Yakubi, suçsuz olanların bu süreçte mağdur edilmemesi gerektiğini vurguladı.
Tunus’ta birçok siyasi, gazeteci ve STK temsilcisi gözaltına alındı
Tunus’taki “gözaltı dalgası” 13 Şubat’ta “devlet güvenliğine karşı komplo kurmak” suçlamasıyla Nahda Hareketi’nin eski yöneticilerinden Abdulhamid el-Celasi, İş ve Özgürlükler için Demokratik Blok Partisi yöneticilerinden Hiyam et-Turki ve iş adamı Kemal Latif’in gözaltına alınmasıyla başladı.
Nahda Hareketi, 14 Şubat’ta Nahda Genel Başkan Yardımcısı ve eski Milletvekili Nureddin el-Bahiri ile Mozaik FM Genel Yayın Yönetmeni Nureddin Butar’ın gözaltına alındığını duyurdu.
________________________________________
## Görevler:
- A) Alıntı metne göre şu soruların yanıtı nedir?
(i) Gözaltı dalgası hangi tarihte başladı?
(ii) Hiyam et-Turki hangi partinin yöneticilerindendir?
(iii) Nureddin Butar hangi kuruluşun genel yayın yönetmenidir?
- B) Şu ifadeler alıntı metinle uyuşuyor mu? Her biri için evet ya da hayır deyin ve karara dayanak olan sözleri metinden aynen aktarın.
(i) Kemal Latif bir iş adamıdır.
(ii) Nahda Hareketi, Nureddin el-Bahiri'nin gözaltına alındığını 13 Şubat'ta duyurdu.
(iii) Abdulhamid el-Celasi, Nahda Hareketi'nin eski yöneticilerindendir.
- C) Alıntı metinde gözaltına alındığı belirtilen kişiler kimlerdir? Hepsini sıralayın.
Veriler, alıntı metinden ayrı bir malzemedir.

## Nokta etiketleme verilerinden alıntılar:
________________________________________
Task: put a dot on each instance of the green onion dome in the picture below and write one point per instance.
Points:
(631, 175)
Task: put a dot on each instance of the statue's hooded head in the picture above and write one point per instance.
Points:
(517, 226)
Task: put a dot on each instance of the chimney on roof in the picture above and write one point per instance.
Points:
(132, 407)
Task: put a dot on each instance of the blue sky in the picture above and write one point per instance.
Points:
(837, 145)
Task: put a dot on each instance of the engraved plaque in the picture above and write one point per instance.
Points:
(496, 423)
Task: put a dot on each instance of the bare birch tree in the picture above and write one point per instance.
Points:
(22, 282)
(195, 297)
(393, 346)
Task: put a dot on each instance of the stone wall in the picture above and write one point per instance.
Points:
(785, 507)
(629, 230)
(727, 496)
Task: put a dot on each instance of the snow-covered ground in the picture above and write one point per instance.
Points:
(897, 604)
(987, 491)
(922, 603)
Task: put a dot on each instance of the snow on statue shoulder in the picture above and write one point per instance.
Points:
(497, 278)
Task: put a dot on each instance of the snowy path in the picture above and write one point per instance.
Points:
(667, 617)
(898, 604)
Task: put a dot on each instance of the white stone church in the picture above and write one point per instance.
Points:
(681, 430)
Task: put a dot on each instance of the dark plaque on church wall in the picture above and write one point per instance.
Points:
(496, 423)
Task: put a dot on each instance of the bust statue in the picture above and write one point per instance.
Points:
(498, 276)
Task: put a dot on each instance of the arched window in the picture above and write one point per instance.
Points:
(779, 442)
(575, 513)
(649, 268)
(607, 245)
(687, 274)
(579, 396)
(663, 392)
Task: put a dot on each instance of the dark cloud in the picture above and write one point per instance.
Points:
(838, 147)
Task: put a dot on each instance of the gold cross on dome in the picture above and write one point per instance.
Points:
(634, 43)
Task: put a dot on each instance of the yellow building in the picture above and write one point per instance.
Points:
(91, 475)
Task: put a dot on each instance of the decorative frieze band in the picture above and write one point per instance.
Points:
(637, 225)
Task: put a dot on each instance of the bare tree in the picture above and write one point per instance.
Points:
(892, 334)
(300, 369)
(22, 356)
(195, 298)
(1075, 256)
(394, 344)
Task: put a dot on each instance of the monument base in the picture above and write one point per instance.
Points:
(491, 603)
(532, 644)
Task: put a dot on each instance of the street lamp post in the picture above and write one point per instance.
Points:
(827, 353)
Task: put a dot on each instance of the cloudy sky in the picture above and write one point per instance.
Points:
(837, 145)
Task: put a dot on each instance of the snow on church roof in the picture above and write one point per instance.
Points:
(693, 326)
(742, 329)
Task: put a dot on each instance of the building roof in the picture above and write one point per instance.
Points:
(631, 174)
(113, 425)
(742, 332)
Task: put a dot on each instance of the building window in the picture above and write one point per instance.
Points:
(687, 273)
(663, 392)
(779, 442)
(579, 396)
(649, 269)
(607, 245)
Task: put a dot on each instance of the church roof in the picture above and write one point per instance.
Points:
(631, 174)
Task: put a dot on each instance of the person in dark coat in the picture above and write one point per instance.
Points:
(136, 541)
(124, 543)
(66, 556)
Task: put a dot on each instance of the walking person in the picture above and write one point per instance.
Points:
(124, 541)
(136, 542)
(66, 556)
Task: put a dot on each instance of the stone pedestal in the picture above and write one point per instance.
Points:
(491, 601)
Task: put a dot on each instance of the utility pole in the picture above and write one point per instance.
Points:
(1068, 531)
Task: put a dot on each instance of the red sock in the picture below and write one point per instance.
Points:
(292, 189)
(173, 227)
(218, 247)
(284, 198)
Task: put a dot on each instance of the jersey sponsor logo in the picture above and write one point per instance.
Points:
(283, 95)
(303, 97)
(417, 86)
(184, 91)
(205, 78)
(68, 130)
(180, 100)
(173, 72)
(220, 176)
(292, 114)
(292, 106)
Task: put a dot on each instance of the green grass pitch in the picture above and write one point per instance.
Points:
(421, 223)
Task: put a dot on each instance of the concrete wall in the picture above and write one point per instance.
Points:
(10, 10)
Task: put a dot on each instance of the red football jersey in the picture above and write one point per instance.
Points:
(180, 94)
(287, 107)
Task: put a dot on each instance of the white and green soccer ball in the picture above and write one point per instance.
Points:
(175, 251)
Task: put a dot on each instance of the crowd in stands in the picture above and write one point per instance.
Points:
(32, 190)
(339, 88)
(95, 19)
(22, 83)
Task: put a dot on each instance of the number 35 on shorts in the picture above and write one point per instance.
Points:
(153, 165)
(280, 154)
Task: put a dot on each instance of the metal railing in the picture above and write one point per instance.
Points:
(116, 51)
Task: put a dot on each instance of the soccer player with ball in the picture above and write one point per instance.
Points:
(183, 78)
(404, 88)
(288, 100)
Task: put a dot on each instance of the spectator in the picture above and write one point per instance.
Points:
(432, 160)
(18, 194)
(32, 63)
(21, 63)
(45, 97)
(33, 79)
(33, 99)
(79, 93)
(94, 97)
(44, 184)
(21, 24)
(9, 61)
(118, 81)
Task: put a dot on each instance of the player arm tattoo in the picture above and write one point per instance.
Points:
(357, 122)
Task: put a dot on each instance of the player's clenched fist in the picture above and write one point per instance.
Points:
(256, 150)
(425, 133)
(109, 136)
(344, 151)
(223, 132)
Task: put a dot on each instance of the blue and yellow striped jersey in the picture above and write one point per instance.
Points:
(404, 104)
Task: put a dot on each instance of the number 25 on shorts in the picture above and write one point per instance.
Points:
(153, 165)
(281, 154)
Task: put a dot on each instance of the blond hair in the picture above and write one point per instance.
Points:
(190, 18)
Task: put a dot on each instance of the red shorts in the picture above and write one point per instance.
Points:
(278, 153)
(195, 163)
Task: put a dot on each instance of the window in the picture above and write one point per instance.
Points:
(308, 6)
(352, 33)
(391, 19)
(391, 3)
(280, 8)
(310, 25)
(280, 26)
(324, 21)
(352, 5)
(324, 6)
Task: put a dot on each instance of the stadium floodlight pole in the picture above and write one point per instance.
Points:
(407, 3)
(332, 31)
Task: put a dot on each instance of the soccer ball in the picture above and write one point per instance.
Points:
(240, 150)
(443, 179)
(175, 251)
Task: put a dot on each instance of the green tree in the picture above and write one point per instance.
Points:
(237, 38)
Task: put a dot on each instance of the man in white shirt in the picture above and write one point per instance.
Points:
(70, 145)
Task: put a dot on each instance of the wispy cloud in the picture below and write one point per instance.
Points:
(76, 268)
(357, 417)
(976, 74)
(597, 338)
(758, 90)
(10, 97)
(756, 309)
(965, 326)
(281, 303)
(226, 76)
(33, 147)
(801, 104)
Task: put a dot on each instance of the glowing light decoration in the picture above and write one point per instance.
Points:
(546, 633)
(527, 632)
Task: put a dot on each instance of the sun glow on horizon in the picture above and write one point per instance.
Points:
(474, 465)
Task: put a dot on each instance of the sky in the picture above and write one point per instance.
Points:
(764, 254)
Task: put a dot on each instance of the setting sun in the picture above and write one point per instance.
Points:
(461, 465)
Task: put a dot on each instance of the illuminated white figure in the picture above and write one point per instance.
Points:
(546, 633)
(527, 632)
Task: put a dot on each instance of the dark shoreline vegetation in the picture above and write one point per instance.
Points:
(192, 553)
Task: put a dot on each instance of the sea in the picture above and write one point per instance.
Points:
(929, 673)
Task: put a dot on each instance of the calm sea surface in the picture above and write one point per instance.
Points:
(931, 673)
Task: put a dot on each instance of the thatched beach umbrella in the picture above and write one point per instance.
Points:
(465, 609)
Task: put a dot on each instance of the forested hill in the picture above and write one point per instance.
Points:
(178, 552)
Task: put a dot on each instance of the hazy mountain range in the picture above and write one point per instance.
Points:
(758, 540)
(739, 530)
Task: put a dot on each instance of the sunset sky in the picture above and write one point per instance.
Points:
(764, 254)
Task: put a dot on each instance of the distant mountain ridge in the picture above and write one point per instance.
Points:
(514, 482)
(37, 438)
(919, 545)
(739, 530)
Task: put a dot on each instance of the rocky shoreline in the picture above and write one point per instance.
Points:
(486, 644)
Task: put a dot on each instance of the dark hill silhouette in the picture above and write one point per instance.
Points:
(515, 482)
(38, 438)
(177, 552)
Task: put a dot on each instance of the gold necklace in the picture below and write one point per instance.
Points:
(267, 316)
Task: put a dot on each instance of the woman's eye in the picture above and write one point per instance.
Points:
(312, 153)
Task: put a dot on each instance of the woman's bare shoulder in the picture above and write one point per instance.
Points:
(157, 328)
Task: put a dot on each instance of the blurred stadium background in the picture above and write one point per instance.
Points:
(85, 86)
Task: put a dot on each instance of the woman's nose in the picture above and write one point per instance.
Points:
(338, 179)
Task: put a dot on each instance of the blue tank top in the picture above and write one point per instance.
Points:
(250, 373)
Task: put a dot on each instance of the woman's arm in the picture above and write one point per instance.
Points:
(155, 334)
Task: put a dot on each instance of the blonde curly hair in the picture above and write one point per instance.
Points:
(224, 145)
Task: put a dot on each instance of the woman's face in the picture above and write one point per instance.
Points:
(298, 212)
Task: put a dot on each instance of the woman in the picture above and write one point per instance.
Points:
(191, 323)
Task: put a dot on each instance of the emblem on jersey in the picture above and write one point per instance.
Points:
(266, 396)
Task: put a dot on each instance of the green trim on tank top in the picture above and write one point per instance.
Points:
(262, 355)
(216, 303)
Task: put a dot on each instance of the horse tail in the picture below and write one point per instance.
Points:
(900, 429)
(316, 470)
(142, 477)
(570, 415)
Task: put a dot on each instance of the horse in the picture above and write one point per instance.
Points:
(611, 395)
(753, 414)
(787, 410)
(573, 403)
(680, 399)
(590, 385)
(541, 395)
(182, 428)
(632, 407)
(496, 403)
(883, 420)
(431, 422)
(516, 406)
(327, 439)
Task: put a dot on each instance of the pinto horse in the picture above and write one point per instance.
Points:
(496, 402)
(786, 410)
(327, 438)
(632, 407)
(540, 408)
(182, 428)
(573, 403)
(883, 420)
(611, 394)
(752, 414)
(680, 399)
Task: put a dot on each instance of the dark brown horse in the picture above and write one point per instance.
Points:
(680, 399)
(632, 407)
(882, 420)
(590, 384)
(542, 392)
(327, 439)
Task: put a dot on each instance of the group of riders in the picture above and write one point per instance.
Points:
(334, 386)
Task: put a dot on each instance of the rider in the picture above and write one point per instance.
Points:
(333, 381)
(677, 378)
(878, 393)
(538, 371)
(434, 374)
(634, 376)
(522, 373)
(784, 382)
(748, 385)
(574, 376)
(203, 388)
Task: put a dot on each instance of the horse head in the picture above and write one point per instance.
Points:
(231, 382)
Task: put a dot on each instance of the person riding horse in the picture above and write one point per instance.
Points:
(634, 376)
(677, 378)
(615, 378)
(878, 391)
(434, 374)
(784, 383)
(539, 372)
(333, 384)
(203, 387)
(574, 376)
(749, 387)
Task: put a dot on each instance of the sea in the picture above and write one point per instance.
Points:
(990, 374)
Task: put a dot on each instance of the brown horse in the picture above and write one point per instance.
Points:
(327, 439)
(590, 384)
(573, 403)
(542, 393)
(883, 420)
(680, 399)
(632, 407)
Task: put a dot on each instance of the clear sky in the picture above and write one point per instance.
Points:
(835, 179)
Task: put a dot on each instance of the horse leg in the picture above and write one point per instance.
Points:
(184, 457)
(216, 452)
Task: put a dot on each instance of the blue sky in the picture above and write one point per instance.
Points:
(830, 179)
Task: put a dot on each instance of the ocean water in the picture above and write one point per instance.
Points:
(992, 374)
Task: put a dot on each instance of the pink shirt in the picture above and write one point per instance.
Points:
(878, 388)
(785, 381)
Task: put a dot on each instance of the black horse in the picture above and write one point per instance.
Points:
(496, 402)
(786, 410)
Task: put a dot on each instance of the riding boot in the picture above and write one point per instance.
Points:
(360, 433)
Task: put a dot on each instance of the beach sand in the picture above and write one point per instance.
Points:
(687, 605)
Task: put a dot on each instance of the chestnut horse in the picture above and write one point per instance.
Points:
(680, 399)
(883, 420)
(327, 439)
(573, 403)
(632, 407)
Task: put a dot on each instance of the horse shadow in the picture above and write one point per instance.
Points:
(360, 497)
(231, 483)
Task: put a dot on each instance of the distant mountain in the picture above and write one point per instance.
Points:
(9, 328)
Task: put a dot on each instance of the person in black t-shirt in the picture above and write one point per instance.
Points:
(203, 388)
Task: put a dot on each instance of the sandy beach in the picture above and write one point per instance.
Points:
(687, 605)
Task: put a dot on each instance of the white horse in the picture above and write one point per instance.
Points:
________________________________________
## Sıralı Yanıtlar:
- A)
(i) 13 Şubat'ta.
(ii) İş ve Özgürlükler için Demokratik Blok Partisi.
(iii) Mozaik FM.

- B)
(i) Evet: "iş adamı Kemal Latif"
(ii) Hayır: "Nahda Hareketi, 14 Şubat’ta Nahda Genel Başkan Yardımcısı ve eski Milletvekili Nureddin el-Bahiri ile Mozaik FM Genel Yayın Yönetmeni Nureddin Butar’ın gözaltına alındığını duyurdu."
(iii) Evet: "Nahda Hareketi’nin eski yöneticilerinden Abdulhamid el-Celasi"

- C)
Abdulhamid el-Celasi
Hiyam et-Turki
Kemal Latif
Nureddin el-Bahiri
Nureddin Butar